■ Exercise requirements: Copy every one of the following records line by line, changing no character.

■ Available records:
>> Start

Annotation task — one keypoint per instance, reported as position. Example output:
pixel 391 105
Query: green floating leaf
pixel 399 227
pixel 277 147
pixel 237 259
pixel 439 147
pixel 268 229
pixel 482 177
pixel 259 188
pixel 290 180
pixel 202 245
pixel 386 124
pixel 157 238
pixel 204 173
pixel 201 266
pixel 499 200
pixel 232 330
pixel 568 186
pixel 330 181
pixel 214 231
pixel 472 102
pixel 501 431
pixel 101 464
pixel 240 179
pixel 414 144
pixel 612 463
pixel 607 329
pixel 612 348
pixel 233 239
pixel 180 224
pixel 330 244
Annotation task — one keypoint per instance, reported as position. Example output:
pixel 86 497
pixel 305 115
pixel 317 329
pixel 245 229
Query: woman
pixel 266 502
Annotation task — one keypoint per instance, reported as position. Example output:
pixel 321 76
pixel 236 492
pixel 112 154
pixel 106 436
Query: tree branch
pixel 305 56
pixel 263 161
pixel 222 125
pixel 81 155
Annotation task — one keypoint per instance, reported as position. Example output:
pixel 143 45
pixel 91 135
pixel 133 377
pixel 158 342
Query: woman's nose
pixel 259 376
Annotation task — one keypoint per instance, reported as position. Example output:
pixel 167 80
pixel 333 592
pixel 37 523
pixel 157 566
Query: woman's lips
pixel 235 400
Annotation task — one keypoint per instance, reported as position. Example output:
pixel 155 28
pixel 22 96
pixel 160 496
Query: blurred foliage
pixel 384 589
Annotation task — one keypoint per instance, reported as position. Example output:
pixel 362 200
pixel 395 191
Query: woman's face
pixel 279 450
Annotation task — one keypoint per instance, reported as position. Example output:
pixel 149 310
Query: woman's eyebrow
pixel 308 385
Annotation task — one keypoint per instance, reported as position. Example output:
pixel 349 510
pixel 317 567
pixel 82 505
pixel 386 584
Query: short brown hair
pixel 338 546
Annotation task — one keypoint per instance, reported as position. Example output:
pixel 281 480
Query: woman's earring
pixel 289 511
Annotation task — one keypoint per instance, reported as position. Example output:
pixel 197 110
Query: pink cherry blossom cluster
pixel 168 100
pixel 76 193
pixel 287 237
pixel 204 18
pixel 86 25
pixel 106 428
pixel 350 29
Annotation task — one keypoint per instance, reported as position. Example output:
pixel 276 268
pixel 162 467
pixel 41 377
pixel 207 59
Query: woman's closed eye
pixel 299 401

>> End

■ Task answer:
Annotation task — one keypoint per instance, reported as position. Example output:
pixel 391 105
Query: green floating leaf
pixel 399 227
pixel 277 147
pixel 237 259
pixel 439 147
pixel 268 229
pixel 482 177
pixel 259 188
pixel 290 180
pixel 202 245
pixel 386 124
pixel 157 238
pixel 204 173
pixel 201 266
pixel 499 200
pixel 232 330
pixel 568 186
pixel 330 181
pixel 214 231
pixel 472 102
pixel 501 431
pixel 101 464
pixel 240 179
pixel 414 144
pixel 612 463
pixel 607 329
pixel 612 348
pixel 233 239
pixel 180 224
pixel 330 244
Annotation task — one keypoint per instance, reported as position. Example output:
pixel 86 497
pixel 305 115
pixel 317 329
pixel 245 229
Query: woman
pixel 266 502
Annotation task — one keypoint per instance, reported as position. Example output:
pixel 321 76
pixel 236 492
pixel 112 154
pixel 106 436
Query: tree branch
pixel 305 56
pixel 263 161
pixel 222 125
pixel 81 155
Annotation task — one keypoint per instance, reported as position. Example output:
pixel 143 45
pixel 91 135
pixel 133 377
pixel 158 342
Query: woman's nose
pixel 259 376
Annotation task — one keypoint per instance, reported as position. Example output:
pixel 167 80
pixel 333 592
pixel 37 523
pixel 157 566
Query: woman's lips
pixel 235 400
Annotation task — one keypoint per instance, reported as position. Example output:
pixel 155 28
pixel 22 96
pixel 160 496
Query: blurred foliage
pixel 384 589
Annotation task — one keypoint per instance, reported as position. Example output:
pixel 362 200
pixel 395 191
Query: woman's face
pixel 279 450
Annotation task — one keypoint per instance, reported as position. Example output:
pixel 149 310
Query: woman's eyebrow
pixel 308 385
Annotation task — one keypoint per instance, reported as position. Example output:
pixel 349 510
pixel 317 567
pixel 82 505
pixel 386 584
Query: short brown hair
pixel 338 546
Annotation task — one keypoint per instance, reported as position. Example output:
pixel 281 480
Query: woman's earring
pixel 289 511
Annotation task — one keypoint per instance, reported as position. Example output:
pixel 197 110
Query: pink cherry blossom cluster
pixel 168 100
pixel 76 193
pixel 287 237
pixel 204 18
pixel 86 25
pixel 106 428
pixel 350 29
Annotation task — one keypoint per instance, reported as position. Example output:
pixel 276 268
pixel 162 467
pixel 41 377
pixel 207 59
Query: woman's closed eye
pixel 299 401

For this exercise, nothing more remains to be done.